課題一覧 -
a. 抜粋の「でもどうして自分は、「被災者」から「連れて行ってもらったりした。」までを、そのまま書き写してください。
b. 抜粋で筆者が自分自身に投げかけている問いを、疑問符で終わる文としてすべて挙げよ。
c. 抜粋によると、筆者がそれまで暮らしていた所を離れたのはいつか。

わたしが在籍しているプロセスワーク研究所のファイナルプロジェクトとして、被災地において「被災者」でありながらも、「支援者」でもある人たちのことに焦点を当てることにした。
でもどうして自分は、「被災者」でもあり、「支援者」でもある人たちに惹きつけられるのか?
自分自身の個人的な体験が何か作用しているのか?
自分にとって、被災体験のような体験があったのか?

小学校2年の時に、それまで暮らししていた所から父の転勤の関係で離れた。
離れてしまったからそう思うのか、のちにその時のことを思い出すと、その時の日々は自分にとって楽園のようだったと思ったりする。
少しばかり広い平屋の家にいたが、その家の一部と、離れの部屋を、事務所や、普段暮らす部屋として間貸ししていた。
自分は勝手にその事務所に出入りしたり、間貸ししている人に銭湯に連れて行ってもらったりした。
祖母は家の中の広い座敷で、踊りの先生を呼んで踊りの教室を開いたり、親戚の人や、父の会社の同僚たちやら、いろんな人たち出入りする、コミュニティのような空間だった。

資料 -
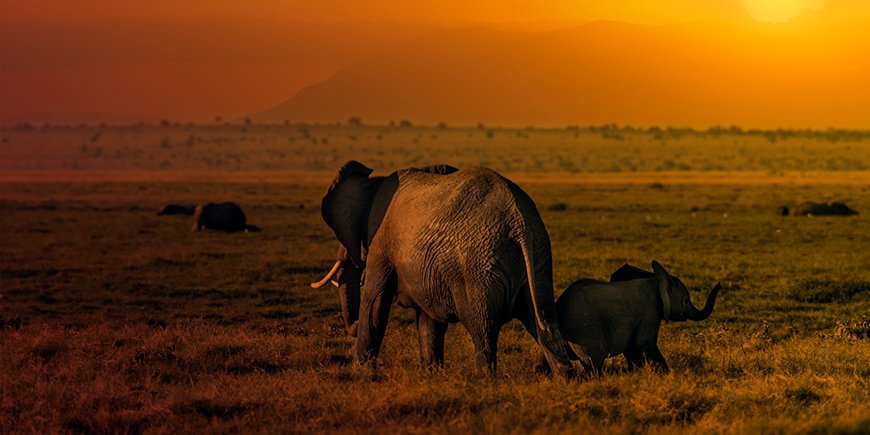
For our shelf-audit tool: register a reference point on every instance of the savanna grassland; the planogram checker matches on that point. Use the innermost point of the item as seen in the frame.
(117, 320)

解答一覧 -
a.
でもどうして自分は、「被災者」でもあり、「支援者」でもある人たちに惹きつけられるのか?
自分自身の個人的な体験が何か作用しているのか?
自分にとって、被災体験のような体験があったのか?

小学校2年の時に、それまで暮らししていた所から父の転勤の関係で離れた。
離れてしまったからそう思うのか、のちにその時のことを思い出すと、その時の日々は自分にとって楽園のようだったと思ったりする。
少しばかり広い平屋の家にいたが、その家の一部と、離れの部屋を、事務所や、普段暮らす部屋として間貸ししていた。
自分は勝手にその事務所に出入りしたり、間貸ししている人に銭湯に連れて行ってもらったりした。

b.
・でもどうして自分は、「被災者」でもあり、「支援者」でもある人たちに惹きつけられるのか?
・自分自身の個人的な体験が何か作用しているのか?
・自分にとって、被災体験のような体験があったのか?

c. 小学校2年の時。